- **INSTRUCTION**
Starting at the beginning of the material and ending with the line that contains "x=301, y=573", including that line, rewrite every line, requests too, with each answer coordinate scaled by 2.55 and rounded to a whole number, halves up. Leave the numbers in the requests and their sample points as they are.

+---+

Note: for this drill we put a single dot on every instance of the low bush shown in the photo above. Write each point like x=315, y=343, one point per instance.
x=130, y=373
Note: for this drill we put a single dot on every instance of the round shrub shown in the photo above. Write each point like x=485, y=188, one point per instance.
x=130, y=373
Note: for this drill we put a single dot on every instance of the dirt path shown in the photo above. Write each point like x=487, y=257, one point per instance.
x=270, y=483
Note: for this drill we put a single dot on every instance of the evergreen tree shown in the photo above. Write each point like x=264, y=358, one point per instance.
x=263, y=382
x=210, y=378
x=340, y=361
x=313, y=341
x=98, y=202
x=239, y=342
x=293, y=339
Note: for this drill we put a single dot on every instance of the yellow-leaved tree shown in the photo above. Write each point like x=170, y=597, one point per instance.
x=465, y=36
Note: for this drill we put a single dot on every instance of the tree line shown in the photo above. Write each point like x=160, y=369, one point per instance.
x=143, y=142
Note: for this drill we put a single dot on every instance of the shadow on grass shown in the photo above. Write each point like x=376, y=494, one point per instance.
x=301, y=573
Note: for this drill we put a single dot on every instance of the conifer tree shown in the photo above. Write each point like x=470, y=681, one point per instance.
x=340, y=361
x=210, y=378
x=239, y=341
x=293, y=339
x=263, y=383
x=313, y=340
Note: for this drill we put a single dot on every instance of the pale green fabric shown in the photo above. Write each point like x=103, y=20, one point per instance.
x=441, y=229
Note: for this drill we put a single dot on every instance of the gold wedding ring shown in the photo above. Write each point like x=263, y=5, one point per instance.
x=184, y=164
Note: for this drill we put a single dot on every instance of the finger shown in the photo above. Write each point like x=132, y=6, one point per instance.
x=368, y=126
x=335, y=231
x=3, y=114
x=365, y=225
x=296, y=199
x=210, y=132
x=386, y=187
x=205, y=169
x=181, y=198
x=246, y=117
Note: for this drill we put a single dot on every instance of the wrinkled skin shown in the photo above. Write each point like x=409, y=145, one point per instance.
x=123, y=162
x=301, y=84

+---+

- **WRITTEN SOLUTION**
Note: for this drill we put a single dot on every instance of the low bush shown in the photo above. Write each point like x=315, y=343, one point per instance.
x=332, y=951
Note: for this drill we put a single dot on every instance of the round shrub shown in the photo above. Write each point like x=485, y=188, one point per instance.
x=332, y=951
Note: for this drill we put a single dot on every instance of the dirt path shown in the photo above. Write each point like x=487, y=257, one point per instance.
x=689, y=1232
Note: for this drill we put a single dot on every instance of the evergreen tree shown in the photo above. Write each point like x=264, y=358, one point per instance.
x=671, y=974
x=536, y=964
x=867, y=921
x=798, y=870
x=250, y=515
x=609, y=872
x=747, y=864
Note: for this drill we put a single dot on every instance of the yellow-leaved tree shown in the photo above. Write each point like x=170, y=597, one point per instance.
x=1186, y=92
Note: for this drill we put a single dot on every instance of the tree line shown in the photo above. Write each point like x=160, y=369, one point per instance.
x=365, y=362
Note: for this drill we put a single dot on every instance of the shadow on grass shown in the photo above. Write each point like x=376, y=494, one point per instance.
x=768, y=1461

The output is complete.